Reproduce everything from the start of the records down to and including the line that contains "xmin=0 ymin=536 xmax=94 ymax=622", changing nothing.

** Start **

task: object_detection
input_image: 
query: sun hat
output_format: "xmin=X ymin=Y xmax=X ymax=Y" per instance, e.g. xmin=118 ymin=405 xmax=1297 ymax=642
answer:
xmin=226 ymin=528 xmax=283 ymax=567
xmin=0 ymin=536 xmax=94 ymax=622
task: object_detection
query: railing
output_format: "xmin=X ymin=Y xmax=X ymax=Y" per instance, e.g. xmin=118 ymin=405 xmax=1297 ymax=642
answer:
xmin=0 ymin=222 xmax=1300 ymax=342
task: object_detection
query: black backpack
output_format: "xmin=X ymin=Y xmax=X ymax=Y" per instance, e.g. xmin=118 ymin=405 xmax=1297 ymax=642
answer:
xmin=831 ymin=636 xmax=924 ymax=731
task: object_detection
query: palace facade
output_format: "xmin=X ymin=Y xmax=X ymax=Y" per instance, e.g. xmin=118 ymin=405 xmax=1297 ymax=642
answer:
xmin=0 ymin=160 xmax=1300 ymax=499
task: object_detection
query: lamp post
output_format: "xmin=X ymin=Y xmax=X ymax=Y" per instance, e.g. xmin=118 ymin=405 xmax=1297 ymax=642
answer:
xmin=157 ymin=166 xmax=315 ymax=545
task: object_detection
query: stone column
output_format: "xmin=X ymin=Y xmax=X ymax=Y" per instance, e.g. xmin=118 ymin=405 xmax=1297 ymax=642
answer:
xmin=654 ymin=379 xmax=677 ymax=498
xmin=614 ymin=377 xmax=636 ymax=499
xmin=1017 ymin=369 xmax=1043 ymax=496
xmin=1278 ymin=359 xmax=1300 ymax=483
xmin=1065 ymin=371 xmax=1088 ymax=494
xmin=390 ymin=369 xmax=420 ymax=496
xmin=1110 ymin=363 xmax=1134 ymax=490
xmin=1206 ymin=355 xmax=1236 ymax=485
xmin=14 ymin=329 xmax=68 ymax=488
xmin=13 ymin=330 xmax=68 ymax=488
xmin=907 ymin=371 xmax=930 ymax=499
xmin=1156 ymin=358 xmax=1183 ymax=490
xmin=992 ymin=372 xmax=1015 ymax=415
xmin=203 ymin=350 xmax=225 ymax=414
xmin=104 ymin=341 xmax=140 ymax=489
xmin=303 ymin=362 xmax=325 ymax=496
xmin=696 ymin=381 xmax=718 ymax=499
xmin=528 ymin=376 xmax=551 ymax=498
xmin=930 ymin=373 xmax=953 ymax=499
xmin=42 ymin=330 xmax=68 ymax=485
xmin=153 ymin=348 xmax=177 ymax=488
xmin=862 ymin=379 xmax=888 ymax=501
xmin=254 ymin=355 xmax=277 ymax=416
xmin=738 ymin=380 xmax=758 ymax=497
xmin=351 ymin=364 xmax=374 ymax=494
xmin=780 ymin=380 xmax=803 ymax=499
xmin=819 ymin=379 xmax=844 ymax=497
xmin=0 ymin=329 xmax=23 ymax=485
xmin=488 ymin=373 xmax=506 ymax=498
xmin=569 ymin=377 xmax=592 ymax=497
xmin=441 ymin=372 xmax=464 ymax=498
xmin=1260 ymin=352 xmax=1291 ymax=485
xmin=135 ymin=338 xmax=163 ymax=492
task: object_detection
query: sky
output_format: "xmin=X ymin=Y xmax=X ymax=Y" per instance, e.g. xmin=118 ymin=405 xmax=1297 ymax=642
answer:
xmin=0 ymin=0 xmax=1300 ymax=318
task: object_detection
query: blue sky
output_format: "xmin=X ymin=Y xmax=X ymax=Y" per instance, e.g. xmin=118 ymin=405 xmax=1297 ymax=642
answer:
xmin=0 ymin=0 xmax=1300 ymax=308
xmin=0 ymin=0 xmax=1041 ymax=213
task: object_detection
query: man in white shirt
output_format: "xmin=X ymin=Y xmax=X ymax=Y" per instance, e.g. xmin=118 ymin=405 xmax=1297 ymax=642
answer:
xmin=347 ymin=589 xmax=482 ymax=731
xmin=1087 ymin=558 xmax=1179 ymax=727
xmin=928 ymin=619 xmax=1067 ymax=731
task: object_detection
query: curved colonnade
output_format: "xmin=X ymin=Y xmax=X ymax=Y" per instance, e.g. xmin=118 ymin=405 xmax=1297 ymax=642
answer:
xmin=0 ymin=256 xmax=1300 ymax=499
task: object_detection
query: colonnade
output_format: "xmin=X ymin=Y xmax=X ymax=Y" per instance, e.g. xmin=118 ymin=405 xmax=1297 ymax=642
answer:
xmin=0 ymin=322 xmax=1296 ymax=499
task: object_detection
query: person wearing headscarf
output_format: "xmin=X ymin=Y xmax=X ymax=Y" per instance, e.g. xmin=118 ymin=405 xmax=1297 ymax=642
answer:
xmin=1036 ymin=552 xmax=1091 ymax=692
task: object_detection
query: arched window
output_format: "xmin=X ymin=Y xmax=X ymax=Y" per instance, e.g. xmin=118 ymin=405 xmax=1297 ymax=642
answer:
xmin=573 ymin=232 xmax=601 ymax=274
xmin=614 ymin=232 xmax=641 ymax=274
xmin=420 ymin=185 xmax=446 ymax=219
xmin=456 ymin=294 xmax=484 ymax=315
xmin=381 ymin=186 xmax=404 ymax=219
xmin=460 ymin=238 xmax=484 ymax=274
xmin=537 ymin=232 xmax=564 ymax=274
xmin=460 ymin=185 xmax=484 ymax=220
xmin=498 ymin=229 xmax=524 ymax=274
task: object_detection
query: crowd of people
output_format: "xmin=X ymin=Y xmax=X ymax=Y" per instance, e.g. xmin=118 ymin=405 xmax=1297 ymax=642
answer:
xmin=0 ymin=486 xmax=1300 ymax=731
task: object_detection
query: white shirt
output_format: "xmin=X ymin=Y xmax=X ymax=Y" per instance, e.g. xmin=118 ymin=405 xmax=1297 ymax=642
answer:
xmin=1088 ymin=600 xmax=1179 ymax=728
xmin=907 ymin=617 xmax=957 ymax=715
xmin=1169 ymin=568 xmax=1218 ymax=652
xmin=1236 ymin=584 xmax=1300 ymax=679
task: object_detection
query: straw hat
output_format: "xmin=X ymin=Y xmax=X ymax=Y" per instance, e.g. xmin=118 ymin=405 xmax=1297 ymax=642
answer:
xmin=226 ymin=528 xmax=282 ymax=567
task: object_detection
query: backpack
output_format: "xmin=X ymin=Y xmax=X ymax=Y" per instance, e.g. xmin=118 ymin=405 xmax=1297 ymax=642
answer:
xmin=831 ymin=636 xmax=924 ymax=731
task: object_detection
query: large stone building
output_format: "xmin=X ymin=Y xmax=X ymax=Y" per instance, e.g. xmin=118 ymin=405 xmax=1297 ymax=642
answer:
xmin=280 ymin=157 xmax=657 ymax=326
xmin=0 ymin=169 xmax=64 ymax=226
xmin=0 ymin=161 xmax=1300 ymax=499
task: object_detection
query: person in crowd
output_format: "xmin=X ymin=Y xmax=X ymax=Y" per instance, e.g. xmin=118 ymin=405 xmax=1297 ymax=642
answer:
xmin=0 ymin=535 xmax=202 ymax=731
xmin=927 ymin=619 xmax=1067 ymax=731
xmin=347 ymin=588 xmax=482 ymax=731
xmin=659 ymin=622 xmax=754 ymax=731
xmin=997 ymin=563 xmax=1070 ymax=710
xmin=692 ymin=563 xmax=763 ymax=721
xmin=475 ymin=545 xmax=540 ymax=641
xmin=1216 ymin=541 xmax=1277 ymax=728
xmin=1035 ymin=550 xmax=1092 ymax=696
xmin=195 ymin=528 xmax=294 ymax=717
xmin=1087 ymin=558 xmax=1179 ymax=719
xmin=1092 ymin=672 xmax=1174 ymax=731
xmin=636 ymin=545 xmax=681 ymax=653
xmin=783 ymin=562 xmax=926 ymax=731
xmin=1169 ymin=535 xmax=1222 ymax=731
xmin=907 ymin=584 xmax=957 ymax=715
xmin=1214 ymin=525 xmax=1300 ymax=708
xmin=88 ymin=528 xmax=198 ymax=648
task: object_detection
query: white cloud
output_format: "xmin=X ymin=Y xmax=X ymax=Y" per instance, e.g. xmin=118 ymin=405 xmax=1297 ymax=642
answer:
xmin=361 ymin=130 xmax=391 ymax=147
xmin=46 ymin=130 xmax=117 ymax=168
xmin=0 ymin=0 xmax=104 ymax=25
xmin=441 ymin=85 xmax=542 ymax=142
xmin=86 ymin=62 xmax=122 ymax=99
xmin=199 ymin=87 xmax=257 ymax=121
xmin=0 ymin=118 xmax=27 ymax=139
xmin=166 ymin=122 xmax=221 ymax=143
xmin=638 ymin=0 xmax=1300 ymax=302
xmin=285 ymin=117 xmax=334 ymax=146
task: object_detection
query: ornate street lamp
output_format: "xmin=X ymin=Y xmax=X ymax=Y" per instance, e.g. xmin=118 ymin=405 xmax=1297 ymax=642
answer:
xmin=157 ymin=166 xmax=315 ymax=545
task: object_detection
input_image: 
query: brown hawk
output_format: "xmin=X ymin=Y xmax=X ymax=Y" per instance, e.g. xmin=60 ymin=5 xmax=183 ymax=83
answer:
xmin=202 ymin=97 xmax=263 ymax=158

** End **

▶ RESULT FOR THIS TASK
task: object_detection
input_image: 
query: sun hat
output_format: "xmin=X ymin=Y xmax=X ymax=Y" per instance, e.g. xmin=118 ymin=405 xmax=1297 ymax=642
answer:
xmin=226 ymin=528 xmax=283 ymax=567
xmin=0 ymin=536 xmax=94 ymax=622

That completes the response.